Exercise directions
Output exactly the lines from the line with "written like (59,247)." through the end of the records below. Include nothing else.

Data for processing
:::

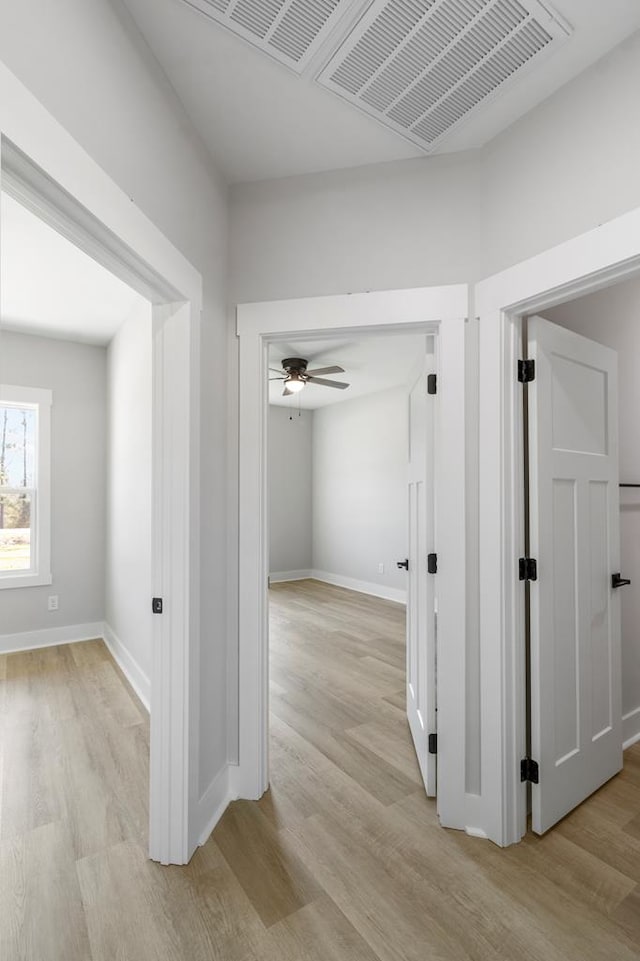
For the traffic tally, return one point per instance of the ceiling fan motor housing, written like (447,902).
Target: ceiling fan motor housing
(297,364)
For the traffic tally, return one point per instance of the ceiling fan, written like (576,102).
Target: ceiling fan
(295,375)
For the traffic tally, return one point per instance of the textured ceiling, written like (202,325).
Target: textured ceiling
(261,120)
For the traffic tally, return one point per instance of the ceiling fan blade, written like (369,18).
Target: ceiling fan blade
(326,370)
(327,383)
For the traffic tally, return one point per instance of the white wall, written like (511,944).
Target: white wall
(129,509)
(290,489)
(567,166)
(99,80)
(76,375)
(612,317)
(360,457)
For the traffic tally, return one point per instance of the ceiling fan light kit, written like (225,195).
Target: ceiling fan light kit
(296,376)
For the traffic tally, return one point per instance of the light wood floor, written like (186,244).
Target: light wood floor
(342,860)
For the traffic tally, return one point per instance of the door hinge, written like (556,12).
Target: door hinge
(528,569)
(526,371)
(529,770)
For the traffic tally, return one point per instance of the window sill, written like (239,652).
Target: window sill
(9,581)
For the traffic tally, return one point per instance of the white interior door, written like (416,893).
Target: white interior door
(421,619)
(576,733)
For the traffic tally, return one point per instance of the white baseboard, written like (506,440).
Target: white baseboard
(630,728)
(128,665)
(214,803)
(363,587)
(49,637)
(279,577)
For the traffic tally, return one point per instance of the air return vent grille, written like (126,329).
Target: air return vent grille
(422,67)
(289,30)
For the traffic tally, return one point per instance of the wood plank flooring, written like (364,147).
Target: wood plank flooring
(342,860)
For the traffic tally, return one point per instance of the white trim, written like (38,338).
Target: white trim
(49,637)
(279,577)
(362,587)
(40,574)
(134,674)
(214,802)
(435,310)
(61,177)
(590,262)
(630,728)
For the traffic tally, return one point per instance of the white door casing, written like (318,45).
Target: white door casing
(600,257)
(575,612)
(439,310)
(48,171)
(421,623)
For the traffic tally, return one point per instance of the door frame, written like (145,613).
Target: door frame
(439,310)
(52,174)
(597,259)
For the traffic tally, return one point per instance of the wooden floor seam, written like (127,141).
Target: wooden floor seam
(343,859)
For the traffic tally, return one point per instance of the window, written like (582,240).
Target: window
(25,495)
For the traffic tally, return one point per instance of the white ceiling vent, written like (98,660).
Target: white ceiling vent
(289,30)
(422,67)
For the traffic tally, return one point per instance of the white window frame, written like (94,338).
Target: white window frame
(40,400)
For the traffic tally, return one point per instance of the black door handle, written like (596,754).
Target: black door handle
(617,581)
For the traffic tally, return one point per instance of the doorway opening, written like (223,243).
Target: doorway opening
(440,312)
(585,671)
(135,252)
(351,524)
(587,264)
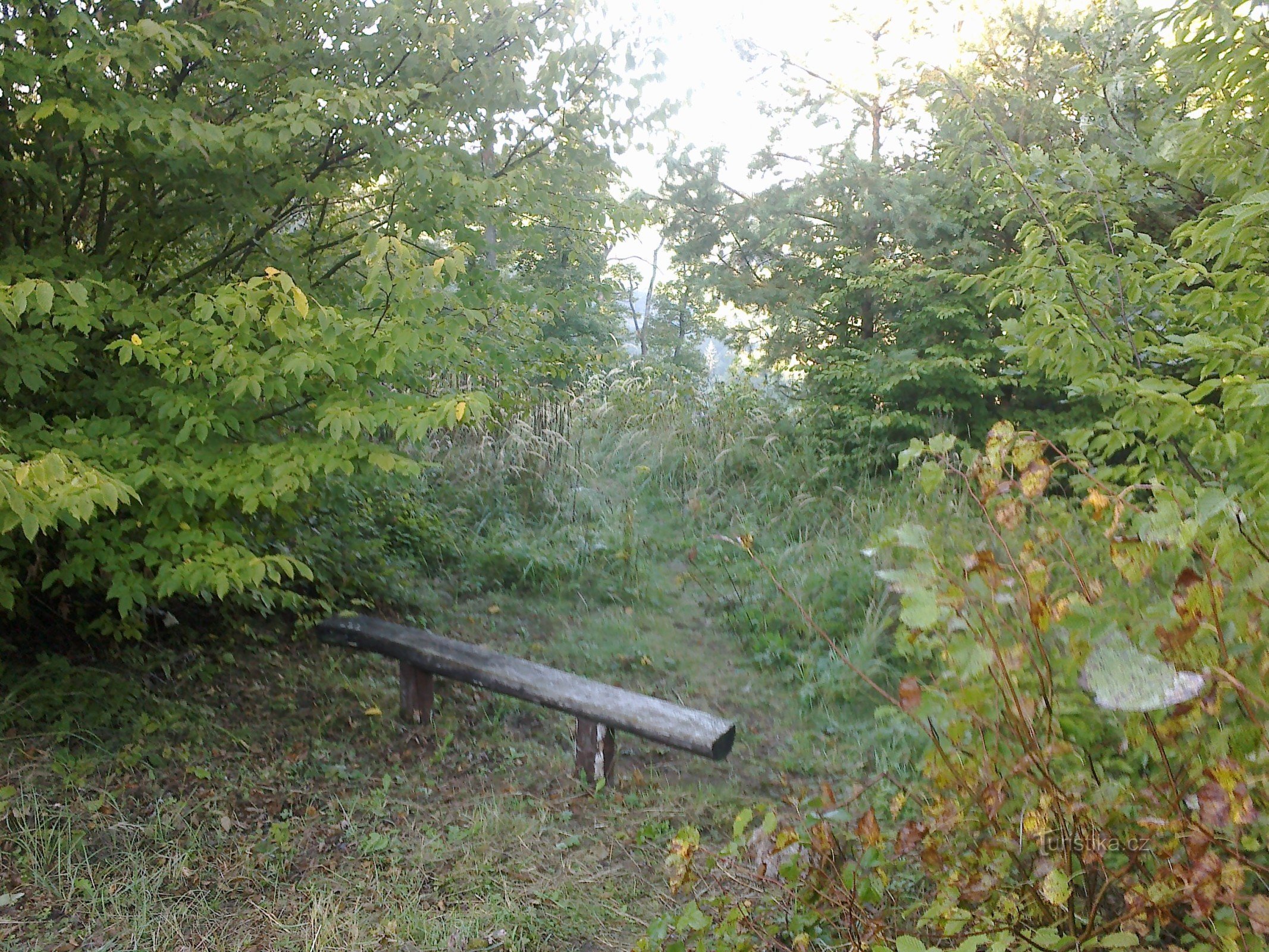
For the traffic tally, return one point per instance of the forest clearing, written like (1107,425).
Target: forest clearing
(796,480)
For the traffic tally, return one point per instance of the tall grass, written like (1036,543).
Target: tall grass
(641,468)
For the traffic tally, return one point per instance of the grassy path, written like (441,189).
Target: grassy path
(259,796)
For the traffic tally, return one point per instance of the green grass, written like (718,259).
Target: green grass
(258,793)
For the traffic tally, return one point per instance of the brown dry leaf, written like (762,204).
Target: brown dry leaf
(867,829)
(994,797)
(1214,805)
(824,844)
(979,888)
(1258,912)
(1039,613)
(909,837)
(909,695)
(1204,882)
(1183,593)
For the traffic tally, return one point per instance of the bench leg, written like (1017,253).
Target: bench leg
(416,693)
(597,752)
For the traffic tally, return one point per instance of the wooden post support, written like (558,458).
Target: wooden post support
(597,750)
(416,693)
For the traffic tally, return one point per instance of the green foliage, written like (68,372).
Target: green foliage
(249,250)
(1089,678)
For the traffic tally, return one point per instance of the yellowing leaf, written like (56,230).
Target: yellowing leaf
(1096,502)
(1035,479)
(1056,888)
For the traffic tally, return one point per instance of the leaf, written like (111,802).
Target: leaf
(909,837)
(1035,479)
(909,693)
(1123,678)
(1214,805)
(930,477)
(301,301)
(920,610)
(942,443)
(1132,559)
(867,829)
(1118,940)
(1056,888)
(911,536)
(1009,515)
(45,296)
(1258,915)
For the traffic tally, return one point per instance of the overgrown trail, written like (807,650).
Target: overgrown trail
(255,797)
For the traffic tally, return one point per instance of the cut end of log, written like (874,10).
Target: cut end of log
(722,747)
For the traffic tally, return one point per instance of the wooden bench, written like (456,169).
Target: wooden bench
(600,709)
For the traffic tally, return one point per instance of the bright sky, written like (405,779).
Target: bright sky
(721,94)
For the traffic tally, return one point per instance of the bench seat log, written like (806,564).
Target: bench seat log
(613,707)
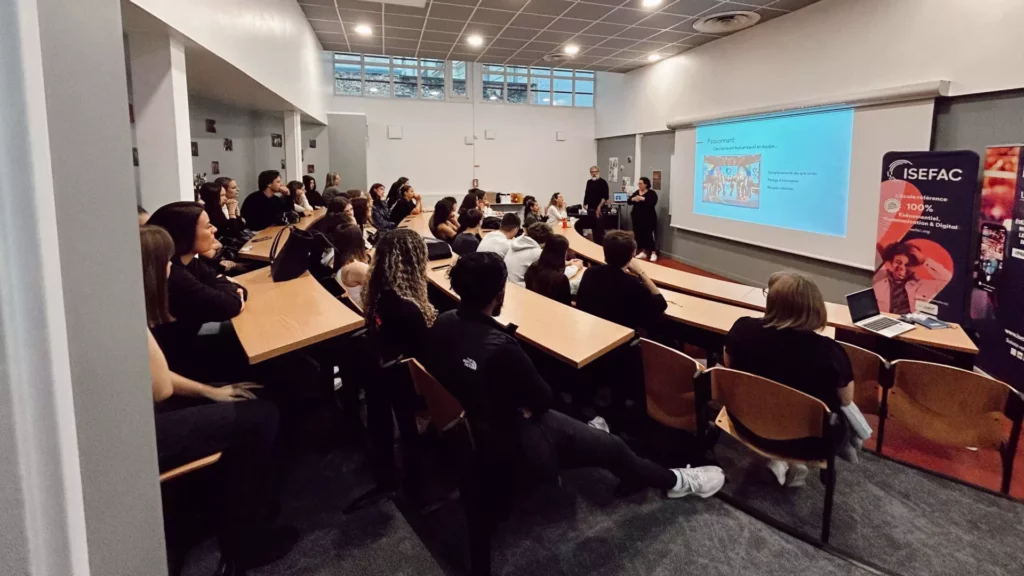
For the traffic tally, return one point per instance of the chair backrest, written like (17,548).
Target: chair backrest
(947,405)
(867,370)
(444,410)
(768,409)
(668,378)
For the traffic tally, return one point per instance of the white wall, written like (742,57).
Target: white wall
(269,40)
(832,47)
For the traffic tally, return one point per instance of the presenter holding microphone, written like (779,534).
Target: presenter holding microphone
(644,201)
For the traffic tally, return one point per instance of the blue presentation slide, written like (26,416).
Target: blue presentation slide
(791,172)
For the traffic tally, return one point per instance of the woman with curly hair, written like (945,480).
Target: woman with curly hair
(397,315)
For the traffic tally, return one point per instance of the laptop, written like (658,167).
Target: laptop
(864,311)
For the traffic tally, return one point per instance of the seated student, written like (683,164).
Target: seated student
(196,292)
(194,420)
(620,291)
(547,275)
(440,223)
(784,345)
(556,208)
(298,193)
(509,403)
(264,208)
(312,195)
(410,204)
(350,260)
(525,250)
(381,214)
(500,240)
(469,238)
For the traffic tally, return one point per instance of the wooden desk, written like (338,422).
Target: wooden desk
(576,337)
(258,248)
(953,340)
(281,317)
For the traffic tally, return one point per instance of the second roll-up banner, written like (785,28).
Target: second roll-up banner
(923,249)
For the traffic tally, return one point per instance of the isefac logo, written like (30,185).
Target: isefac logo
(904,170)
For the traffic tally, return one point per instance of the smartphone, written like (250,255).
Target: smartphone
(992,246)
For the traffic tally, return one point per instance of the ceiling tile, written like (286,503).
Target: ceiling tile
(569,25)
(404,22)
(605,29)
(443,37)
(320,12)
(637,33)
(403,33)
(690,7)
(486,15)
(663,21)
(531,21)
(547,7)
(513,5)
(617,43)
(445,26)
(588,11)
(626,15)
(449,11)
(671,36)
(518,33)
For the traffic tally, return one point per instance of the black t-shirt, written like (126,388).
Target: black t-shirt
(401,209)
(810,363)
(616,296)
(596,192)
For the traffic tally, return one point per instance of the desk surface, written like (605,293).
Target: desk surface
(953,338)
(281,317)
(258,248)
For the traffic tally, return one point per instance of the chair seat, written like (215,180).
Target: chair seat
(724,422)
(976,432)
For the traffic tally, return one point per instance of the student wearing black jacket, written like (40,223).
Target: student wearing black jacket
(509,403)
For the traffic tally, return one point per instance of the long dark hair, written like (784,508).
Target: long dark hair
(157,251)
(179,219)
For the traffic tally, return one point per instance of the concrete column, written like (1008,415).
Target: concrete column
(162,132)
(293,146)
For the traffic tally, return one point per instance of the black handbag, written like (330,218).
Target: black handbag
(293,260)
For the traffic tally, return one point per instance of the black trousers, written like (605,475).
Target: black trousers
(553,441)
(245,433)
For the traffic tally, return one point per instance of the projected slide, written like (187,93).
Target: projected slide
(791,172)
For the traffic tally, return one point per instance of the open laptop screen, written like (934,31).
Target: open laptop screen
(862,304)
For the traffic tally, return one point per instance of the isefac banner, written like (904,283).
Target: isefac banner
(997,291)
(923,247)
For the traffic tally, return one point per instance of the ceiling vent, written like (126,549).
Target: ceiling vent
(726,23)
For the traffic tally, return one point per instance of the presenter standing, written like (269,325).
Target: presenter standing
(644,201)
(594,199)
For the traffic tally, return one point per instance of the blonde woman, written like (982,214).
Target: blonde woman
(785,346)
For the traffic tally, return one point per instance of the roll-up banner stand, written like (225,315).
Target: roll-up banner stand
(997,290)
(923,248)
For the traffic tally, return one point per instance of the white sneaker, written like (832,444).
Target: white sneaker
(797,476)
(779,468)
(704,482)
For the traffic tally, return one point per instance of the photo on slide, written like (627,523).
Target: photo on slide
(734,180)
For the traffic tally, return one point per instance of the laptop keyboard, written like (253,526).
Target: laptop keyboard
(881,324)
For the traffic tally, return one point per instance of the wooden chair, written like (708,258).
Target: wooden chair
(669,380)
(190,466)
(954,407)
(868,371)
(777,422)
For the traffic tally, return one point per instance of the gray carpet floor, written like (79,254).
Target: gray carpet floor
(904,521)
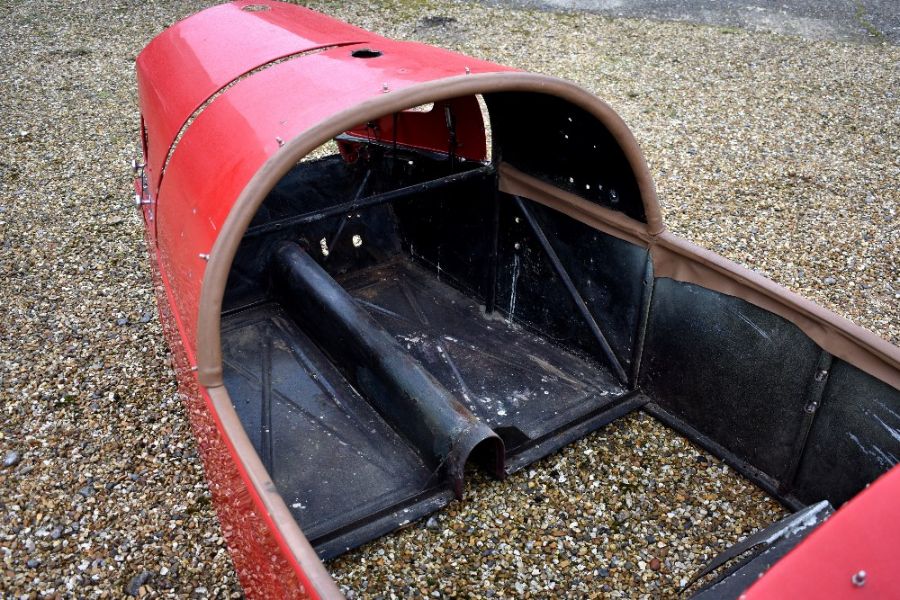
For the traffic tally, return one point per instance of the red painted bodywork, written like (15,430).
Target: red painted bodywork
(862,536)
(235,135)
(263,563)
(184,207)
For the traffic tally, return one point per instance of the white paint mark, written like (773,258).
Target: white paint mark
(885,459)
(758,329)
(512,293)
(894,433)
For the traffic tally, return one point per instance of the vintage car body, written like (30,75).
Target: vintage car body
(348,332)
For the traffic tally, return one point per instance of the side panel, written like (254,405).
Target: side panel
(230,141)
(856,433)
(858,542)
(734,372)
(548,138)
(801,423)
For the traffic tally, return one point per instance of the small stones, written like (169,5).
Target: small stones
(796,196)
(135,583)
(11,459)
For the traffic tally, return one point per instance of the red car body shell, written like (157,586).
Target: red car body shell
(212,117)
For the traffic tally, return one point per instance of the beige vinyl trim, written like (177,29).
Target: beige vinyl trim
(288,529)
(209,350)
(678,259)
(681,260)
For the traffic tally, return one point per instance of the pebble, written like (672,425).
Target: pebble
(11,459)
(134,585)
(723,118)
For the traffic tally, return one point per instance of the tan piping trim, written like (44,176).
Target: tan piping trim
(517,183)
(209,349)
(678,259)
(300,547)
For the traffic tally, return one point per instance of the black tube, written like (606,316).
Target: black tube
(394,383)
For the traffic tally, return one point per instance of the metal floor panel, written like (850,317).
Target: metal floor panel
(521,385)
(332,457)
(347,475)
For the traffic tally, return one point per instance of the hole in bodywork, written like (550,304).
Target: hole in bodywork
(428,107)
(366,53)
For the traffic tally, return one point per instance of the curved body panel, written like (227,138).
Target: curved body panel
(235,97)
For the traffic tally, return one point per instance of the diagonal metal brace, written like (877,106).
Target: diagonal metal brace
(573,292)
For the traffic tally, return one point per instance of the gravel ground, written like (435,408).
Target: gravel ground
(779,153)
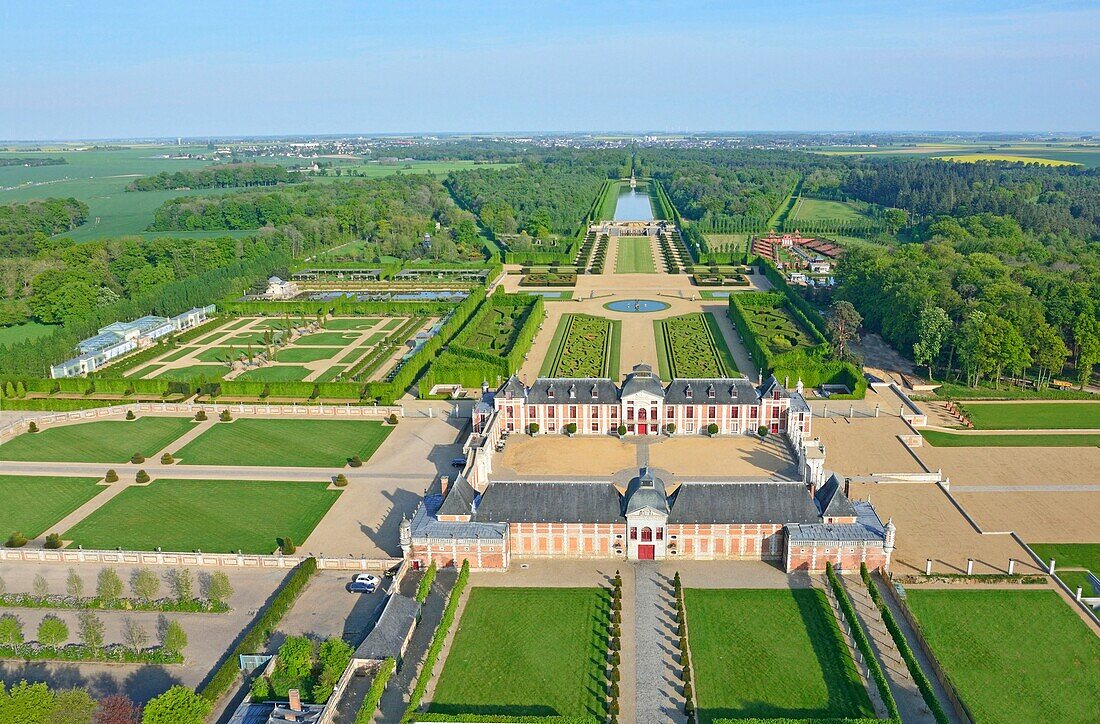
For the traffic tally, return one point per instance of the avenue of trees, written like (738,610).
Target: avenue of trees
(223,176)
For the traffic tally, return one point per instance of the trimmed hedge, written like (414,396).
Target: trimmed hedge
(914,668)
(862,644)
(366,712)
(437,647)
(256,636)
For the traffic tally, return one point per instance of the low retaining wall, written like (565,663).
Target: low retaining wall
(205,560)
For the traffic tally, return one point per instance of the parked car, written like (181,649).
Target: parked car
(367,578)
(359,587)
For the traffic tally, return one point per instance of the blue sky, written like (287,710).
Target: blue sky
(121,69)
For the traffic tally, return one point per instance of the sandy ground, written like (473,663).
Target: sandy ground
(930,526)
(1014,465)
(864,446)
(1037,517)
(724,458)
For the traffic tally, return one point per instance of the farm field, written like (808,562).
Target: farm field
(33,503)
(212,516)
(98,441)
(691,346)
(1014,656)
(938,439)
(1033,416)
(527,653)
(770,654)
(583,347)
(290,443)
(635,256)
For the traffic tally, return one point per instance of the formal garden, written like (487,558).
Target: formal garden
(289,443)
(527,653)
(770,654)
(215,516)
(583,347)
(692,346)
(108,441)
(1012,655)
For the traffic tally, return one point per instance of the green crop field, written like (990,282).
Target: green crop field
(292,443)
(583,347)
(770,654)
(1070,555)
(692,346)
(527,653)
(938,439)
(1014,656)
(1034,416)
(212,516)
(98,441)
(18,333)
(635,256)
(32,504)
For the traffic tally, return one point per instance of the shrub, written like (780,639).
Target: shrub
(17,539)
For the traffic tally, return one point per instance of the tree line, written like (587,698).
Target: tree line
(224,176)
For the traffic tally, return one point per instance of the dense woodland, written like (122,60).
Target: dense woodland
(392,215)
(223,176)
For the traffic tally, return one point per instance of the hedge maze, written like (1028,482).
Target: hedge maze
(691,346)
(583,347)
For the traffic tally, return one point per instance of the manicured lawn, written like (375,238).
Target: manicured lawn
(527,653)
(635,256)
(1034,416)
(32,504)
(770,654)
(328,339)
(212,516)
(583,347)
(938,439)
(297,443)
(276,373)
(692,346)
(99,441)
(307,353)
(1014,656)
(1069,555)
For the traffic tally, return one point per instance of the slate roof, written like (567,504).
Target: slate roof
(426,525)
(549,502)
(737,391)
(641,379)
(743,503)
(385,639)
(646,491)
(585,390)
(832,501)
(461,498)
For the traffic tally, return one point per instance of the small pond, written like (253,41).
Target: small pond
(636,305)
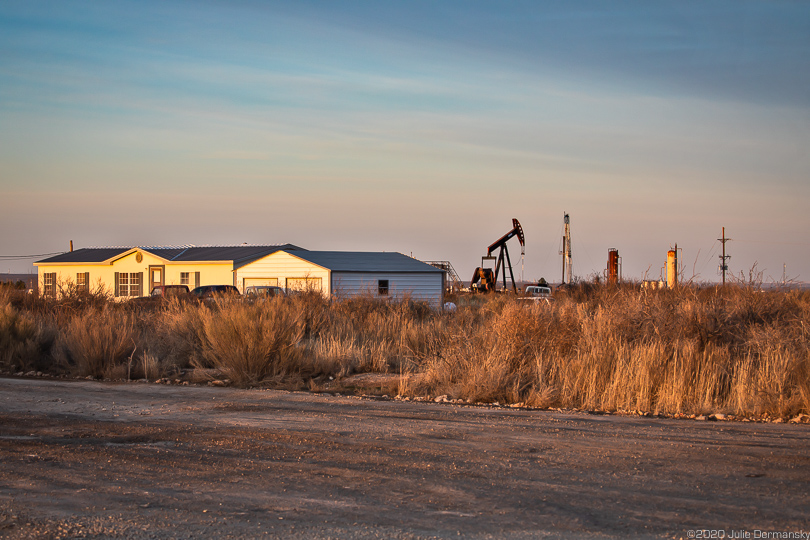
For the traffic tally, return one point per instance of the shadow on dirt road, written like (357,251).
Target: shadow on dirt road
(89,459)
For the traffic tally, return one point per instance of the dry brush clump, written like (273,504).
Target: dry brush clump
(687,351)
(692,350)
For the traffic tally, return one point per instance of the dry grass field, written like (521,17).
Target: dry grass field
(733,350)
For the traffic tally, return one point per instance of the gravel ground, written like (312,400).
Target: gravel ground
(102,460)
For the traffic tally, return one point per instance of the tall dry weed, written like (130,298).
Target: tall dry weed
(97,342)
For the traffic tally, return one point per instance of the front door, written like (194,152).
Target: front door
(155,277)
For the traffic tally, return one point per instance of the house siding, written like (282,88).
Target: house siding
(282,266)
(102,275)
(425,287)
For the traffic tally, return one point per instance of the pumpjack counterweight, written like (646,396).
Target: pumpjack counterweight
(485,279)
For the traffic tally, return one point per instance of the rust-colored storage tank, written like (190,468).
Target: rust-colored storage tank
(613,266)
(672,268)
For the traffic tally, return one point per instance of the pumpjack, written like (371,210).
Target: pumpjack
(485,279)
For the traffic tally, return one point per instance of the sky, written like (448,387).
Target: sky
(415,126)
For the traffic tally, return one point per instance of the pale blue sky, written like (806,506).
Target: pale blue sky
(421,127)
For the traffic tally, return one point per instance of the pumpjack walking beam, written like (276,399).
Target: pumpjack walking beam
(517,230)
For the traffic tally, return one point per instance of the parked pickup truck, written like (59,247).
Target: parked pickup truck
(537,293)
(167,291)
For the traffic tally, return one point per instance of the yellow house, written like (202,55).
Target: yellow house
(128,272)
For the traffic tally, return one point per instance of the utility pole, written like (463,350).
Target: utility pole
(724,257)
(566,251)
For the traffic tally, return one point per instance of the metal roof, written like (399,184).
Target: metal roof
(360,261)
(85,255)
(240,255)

:::

Complete answer
For the traffic tally, return one point per instance of the parked pickup truck, written like (59,247).
Target: parked pickup truck
(537,293)
(167,291)
For the traffic tally, return one point per instance of the yellow house, written like (202,55).
Target: yellow house
(128,272)
For the traffic tally, return one point per instance of the utility pole, written like (463,350).
Target: utility pole
(724,257)
(566,251)
For the traffic tally, return one point per instance of the metal roof, written like (399,184).
Target: metal roof
(360,261)
(85,255)
(240,255)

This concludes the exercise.